--- START ---
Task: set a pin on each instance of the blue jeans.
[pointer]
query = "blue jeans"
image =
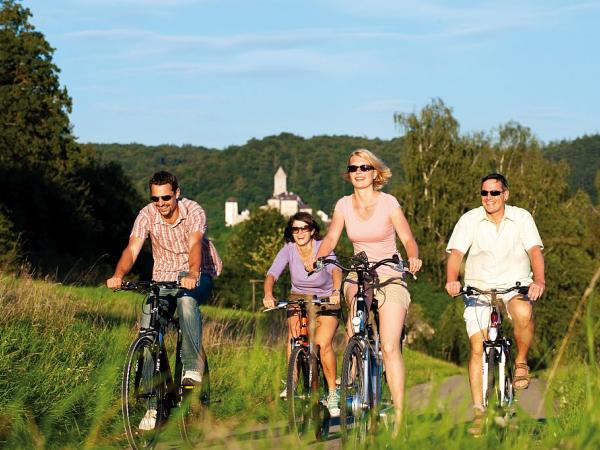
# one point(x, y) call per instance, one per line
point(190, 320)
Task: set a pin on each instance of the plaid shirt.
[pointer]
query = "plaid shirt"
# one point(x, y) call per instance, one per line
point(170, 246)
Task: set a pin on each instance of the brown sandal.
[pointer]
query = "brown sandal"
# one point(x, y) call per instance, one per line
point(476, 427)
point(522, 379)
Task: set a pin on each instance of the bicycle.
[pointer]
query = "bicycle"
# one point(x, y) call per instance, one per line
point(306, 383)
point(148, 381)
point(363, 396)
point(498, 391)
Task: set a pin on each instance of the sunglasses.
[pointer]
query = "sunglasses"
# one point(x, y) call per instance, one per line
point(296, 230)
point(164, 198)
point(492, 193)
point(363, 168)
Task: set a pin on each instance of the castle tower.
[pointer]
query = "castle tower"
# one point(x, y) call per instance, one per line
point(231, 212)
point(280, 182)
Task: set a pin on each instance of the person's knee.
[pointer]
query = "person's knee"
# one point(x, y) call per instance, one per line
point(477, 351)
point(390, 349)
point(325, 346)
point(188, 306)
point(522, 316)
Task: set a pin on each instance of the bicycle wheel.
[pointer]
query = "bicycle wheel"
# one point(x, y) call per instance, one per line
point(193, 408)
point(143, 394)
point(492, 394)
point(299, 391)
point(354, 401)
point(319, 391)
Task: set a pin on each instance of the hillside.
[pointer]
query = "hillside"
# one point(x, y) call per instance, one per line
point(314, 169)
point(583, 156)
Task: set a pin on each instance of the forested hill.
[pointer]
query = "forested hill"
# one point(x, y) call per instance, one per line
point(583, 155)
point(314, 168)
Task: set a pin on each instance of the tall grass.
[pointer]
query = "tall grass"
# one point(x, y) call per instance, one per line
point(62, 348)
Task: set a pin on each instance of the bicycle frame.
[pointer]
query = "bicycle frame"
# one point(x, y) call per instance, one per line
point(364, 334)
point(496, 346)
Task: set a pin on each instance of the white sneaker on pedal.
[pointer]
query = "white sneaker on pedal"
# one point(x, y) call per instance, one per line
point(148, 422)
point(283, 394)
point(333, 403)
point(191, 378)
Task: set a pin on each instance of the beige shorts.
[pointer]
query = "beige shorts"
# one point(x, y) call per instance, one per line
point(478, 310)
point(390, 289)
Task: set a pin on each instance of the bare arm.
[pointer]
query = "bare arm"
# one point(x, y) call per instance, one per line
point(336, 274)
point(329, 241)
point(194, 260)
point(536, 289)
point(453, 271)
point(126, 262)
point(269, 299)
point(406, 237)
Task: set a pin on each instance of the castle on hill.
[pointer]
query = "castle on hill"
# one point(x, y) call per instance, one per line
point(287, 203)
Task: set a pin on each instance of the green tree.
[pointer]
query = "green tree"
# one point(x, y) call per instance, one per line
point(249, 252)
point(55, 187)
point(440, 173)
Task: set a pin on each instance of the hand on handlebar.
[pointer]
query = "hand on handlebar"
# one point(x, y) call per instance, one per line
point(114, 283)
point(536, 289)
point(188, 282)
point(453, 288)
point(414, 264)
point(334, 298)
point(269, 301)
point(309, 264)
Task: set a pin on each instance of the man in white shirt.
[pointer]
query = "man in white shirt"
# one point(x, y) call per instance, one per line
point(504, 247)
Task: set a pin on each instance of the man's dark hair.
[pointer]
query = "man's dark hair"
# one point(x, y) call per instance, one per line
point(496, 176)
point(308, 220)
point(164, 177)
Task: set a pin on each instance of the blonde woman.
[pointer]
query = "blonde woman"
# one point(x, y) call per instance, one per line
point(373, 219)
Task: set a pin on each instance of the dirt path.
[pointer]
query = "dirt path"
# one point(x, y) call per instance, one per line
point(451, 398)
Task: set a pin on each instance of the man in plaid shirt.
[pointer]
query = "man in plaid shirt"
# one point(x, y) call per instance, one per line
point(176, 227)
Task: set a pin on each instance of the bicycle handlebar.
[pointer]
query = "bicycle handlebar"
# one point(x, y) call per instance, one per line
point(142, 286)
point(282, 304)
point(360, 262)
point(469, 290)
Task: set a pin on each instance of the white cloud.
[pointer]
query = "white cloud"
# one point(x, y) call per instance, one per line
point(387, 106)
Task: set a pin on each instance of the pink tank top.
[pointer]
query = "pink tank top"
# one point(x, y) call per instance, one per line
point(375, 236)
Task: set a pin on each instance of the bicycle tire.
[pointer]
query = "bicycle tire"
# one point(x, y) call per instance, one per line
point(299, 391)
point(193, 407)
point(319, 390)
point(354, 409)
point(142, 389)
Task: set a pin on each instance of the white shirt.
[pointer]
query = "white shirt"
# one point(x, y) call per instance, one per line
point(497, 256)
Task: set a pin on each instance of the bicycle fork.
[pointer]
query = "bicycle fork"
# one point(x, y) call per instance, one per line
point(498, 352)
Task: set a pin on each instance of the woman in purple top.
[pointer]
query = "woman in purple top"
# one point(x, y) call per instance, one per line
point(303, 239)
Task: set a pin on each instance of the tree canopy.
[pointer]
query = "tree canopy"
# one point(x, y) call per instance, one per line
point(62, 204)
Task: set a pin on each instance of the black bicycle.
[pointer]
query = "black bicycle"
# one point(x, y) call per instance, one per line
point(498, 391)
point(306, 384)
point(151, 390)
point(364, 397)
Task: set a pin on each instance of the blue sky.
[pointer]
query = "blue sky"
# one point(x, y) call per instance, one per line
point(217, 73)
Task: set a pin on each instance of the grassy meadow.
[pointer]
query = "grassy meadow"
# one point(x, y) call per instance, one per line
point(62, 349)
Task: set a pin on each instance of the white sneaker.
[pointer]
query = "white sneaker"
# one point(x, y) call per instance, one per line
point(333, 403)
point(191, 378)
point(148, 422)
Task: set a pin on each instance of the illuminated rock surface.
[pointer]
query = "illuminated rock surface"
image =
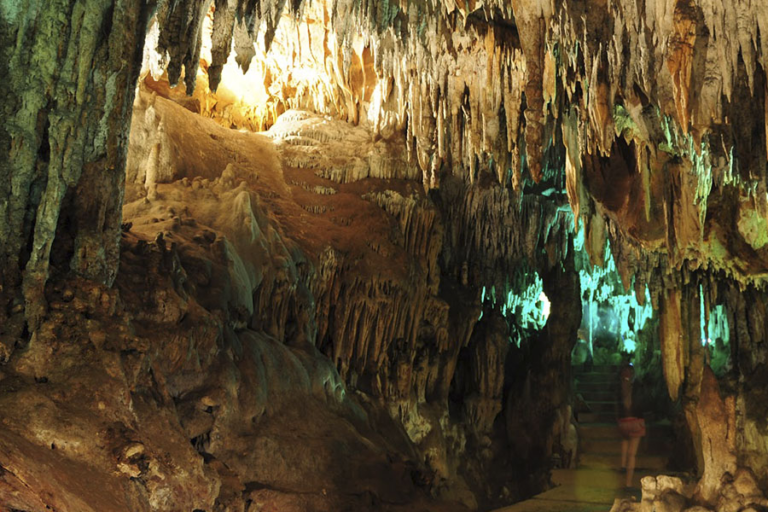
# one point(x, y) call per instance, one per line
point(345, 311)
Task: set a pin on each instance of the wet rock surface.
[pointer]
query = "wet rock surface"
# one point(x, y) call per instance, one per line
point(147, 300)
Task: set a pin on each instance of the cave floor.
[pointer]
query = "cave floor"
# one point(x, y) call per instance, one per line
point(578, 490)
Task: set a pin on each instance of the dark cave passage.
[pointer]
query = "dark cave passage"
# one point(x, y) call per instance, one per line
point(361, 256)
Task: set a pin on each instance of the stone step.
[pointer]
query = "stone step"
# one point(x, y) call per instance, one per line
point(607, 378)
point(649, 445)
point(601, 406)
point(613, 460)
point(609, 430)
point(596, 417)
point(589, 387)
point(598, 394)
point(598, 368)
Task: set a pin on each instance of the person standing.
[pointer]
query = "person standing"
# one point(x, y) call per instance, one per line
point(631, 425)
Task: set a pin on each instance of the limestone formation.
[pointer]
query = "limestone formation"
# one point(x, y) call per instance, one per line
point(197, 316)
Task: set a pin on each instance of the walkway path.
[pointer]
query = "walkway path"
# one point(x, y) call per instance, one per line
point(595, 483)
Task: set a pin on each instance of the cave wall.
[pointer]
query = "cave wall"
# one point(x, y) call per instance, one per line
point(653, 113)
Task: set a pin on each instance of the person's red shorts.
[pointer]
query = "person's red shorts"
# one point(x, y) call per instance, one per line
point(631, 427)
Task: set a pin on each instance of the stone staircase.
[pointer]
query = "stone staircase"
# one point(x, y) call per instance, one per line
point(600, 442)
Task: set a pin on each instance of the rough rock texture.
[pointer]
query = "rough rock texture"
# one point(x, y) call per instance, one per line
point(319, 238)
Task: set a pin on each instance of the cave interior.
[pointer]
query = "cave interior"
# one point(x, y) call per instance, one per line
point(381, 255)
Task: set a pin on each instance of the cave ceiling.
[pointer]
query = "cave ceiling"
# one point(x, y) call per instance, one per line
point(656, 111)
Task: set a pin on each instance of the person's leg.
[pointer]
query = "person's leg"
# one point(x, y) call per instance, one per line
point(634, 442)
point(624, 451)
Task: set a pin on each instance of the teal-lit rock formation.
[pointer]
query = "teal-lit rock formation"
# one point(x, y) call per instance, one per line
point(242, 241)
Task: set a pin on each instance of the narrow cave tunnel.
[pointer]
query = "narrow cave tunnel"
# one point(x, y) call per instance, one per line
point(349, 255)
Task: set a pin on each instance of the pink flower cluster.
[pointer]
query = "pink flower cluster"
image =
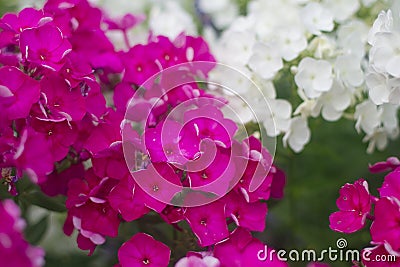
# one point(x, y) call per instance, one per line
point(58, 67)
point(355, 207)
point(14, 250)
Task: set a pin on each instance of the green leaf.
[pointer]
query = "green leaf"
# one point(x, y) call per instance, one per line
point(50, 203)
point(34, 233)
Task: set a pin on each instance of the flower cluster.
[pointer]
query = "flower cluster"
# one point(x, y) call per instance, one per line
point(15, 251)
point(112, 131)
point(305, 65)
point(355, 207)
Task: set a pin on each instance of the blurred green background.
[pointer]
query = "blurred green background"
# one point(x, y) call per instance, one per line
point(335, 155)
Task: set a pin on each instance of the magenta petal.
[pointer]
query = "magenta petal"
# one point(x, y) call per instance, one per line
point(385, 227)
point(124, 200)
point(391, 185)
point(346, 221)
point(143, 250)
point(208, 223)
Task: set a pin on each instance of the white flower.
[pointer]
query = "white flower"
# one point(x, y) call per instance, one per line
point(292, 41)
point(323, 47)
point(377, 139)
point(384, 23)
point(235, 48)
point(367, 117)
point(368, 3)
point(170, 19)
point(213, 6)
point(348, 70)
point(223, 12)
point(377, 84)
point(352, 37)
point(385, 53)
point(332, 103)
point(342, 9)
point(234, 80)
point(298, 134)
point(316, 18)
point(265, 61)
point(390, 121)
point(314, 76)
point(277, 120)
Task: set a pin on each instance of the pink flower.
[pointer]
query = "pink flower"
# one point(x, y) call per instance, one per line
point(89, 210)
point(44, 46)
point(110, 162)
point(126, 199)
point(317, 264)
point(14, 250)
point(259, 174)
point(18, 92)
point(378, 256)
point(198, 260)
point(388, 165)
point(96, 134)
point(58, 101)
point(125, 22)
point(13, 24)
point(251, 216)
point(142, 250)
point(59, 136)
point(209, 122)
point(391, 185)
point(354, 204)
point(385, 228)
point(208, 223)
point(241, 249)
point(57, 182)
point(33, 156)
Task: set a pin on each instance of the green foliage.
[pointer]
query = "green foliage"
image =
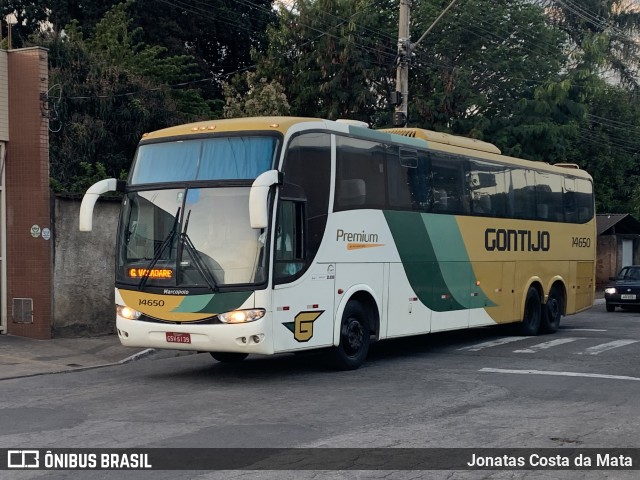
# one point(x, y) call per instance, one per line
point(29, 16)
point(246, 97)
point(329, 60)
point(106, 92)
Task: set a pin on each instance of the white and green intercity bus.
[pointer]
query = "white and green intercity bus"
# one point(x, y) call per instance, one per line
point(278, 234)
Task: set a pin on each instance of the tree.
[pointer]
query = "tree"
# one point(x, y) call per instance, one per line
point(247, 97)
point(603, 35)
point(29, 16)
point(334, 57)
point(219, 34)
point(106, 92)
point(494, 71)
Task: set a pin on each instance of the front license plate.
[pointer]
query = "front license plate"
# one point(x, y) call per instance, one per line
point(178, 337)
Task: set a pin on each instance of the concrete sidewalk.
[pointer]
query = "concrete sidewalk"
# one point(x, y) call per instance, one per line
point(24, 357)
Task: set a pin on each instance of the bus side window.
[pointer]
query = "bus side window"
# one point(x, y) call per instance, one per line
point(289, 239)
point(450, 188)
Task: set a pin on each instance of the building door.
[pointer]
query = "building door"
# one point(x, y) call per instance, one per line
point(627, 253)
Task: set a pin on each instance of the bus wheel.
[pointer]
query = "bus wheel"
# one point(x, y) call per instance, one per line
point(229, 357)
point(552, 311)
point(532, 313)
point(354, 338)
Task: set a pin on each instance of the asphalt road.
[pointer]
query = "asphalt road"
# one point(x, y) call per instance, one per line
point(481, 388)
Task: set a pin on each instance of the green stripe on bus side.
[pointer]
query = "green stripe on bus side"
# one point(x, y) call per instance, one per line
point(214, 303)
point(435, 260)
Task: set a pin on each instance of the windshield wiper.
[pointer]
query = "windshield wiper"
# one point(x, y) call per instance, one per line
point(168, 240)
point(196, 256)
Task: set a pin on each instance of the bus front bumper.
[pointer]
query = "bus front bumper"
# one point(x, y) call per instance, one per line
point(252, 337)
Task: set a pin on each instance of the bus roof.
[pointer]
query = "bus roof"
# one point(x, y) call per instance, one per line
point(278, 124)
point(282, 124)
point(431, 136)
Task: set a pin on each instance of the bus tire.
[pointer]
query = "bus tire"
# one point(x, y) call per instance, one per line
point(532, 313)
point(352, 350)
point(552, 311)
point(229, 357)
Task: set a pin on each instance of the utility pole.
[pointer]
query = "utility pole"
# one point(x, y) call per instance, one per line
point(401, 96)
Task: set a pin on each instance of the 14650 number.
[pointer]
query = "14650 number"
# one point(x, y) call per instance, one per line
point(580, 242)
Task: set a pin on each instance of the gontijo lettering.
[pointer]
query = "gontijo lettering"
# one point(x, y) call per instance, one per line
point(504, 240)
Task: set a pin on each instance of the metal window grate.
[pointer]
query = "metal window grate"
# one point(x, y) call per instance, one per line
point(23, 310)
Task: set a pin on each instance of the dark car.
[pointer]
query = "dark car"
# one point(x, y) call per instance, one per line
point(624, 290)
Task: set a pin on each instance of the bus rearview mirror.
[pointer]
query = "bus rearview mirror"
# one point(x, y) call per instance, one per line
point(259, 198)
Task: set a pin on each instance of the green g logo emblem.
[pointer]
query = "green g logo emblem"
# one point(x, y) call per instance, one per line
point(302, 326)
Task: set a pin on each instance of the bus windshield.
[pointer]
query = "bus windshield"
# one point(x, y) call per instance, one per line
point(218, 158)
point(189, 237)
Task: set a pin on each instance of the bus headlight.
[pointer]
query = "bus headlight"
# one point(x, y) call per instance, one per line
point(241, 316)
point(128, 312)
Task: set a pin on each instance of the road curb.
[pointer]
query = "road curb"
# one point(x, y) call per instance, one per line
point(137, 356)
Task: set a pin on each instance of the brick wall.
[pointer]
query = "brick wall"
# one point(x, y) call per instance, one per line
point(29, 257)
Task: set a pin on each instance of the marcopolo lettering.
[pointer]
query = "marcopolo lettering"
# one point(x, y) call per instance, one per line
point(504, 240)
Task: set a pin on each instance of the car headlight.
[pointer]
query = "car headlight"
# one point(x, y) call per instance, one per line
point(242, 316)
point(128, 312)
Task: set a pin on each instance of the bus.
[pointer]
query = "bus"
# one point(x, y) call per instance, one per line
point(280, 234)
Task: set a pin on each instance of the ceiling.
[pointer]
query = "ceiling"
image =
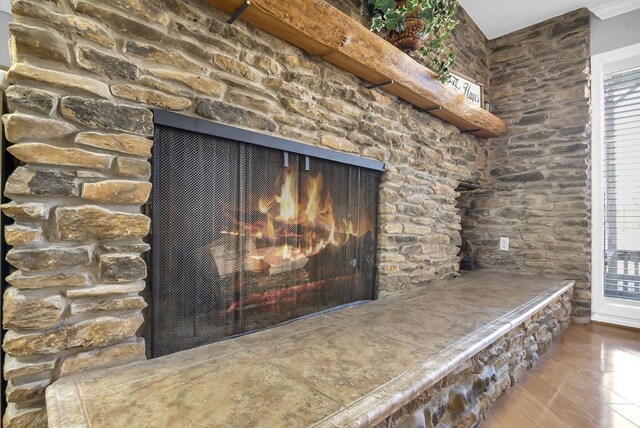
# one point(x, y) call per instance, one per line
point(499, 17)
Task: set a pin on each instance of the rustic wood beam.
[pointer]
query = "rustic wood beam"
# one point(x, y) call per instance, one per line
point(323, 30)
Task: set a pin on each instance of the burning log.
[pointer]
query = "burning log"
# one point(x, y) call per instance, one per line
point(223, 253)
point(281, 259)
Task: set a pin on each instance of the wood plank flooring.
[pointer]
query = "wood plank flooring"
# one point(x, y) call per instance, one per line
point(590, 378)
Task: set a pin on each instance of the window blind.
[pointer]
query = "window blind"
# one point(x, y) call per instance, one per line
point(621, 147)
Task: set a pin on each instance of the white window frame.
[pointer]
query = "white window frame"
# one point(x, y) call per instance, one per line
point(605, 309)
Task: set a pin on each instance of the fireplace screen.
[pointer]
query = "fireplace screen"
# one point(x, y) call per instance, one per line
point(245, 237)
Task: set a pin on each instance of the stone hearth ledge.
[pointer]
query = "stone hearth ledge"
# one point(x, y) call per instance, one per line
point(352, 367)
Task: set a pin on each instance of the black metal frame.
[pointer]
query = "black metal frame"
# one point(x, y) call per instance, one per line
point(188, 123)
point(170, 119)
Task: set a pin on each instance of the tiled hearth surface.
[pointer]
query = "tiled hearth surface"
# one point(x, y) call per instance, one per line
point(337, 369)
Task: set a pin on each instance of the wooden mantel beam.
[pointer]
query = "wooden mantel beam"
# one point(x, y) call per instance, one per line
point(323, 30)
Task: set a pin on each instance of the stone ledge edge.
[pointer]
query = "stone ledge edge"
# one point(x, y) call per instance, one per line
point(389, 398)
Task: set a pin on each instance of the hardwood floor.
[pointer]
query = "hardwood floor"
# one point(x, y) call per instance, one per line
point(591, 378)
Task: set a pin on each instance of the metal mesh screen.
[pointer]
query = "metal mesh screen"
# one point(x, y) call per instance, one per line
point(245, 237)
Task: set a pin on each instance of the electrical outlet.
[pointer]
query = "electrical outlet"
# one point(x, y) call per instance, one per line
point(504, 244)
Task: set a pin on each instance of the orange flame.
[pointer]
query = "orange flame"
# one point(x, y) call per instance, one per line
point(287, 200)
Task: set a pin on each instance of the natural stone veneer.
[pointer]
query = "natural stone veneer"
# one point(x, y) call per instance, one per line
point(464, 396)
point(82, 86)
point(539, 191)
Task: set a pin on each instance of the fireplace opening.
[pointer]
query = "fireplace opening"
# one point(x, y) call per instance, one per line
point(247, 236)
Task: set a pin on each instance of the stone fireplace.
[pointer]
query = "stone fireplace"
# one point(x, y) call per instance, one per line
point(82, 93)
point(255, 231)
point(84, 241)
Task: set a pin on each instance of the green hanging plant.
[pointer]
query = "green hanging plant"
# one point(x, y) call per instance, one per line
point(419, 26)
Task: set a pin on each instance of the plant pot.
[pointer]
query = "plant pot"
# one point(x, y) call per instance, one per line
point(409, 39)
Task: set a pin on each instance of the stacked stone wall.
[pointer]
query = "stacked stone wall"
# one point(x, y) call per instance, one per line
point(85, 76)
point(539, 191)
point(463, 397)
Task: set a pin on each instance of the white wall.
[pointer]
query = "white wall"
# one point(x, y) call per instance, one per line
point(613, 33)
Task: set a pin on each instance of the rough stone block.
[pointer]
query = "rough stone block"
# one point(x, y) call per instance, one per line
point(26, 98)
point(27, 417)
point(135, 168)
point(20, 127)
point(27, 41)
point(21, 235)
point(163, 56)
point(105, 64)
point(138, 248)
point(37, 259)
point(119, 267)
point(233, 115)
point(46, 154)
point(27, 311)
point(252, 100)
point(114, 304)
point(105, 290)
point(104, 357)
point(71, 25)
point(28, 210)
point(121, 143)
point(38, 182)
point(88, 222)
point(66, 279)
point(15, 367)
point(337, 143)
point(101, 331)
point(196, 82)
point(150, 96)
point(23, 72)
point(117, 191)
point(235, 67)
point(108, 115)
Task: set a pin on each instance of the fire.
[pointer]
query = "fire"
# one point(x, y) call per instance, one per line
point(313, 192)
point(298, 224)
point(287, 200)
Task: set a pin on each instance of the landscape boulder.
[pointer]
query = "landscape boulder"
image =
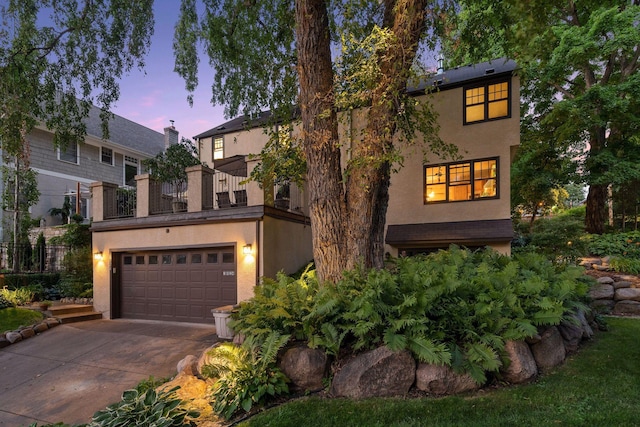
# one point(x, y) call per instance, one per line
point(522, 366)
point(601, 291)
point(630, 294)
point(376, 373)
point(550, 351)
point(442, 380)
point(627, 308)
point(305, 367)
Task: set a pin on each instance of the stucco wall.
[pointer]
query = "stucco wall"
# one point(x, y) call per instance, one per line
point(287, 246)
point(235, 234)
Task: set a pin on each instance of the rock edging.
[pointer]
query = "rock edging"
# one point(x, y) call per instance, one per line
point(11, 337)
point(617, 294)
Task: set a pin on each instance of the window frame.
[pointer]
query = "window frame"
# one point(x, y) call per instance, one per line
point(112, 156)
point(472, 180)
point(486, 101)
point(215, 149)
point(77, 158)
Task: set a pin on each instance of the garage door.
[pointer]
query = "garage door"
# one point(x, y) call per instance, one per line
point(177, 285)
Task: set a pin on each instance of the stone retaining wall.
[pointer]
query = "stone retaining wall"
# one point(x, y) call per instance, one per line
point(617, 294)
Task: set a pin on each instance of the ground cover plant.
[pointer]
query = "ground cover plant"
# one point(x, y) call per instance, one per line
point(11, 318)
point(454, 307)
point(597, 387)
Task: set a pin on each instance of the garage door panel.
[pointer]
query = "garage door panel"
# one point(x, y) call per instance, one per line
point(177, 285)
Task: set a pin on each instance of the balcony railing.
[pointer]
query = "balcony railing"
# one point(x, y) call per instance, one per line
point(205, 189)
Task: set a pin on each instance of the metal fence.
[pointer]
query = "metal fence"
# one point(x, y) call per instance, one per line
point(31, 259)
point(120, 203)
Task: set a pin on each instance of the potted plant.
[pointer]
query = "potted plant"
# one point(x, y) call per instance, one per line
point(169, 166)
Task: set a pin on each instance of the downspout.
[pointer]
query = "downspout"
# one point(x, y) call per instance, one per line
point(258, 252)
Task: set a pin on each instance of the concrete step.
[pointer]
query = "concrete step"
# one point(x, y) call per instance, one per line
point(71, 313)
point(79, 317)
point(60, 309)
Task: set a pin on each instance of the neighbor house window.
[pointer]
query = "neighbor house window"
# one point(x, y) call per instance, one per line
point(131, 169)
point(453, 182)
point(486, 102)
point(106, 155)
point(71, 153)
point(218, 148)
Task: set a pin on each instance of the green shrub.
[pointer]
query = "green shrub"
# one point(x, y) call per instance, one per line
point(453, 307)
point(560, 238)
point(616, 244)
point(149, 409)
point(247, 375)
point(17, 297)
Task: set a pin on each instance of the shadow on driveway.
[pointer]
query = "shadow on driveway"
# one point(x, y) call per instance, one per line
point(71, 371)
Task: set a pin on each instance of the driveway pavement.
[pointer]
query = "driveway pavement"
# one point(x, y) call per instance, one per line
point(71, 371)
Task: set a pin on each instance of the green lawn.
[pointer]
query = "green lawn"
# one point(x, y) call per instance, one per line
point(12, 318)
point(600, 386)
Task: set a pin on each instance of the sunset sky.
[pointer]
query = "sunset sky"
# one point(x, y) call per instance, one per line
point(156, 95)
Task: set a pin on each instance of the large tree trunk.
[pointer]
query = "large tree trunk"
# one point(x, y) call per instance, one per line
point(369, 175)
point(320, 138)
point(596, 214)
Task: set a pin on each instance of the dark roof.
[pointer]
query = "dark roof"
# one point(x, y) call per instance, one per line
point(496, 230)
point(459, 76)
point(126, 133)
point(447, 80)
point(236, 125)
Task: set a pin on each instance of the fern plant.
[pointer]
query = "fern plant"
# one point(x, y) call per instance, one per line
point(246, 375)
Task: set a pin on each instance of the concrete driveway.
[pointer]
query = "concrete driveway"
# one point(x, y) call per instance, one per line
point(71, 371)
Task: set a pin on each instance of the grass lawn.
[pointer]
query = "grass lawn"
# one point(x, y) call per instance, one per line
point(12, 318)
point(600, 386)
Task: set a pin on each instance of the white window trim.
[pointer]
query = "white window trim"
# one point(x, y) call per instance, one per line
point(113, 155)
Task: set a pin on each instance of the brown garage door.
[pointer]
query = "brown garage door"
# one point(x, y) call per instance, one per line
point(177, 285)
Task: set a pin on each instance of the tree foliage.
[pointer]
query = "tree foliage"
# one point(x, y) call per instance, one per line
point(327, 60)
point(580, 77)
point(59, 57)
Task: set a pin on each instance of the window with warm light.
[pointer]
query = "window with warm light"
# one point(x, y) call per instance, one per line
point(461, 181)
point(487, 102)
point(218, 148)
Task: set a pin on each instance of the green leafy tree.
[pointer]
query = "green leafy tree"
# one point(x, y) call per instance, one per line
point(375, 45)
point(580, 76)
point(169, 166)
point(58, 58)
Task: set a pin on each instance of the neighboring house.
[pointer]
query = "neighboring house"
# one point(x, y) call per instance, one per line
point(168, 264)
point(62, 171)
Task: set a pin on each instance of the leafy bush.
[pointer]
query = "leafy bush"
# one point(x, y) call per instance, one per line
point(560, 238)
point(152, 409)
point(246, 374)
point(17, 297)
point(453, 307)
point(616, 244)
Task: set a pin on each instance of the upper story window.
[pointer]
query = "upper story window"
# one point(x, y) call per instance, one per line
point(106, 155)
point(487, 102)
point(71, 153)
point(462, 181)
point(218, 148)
--- END ---
▶ _Assignment_
Nothing but the lines from the first line of the listing above to the line containing "Task: set a pin on each instance of the person's knee." should appear in the answer, each one exact and with no pictures.

▶ _Written reply_
Task: set a pin on each instance of the blue jeans.
[pointer]
query = "blue jeans"
image =
# one point(x, y) call per instance, one per line
point(190, 320)
Task: set a pin on each instance of the plaid shirt.
[pointer]
query = "plaid shirt"
# one point(x, y) call per instance, one per line
point(170, 246)
Task: set a pin on each instance of the brown sandal.
[pointer]
query = "brown sandal"
# one point(x, y) call per instance, one per line
point(476, 427)
point(522, 379)
Task: set a pin on each instance of the bicycle.
[pointer]
query = "bicycle"
# one point(x, y) call per instance, one per line
point(306, 383)
point(148, 381)
point(363, 396)
point(498, 391)
Task: set a pin on each instance of the sunglasses.
[pointer]
query = "sunglasses"
# one point(x, y) call per instance, one per line
point(296, 230)
point(164, 198)
point(492, 193)
point(363, 168)
Task: set a pin on each instance of the castle tower.
[pointer]
query = "castle tower"
# one point(x, y) call per instance, one per line
point(231, 212)
point(280, 182)
Task: set a pin on each instance of the person's knee.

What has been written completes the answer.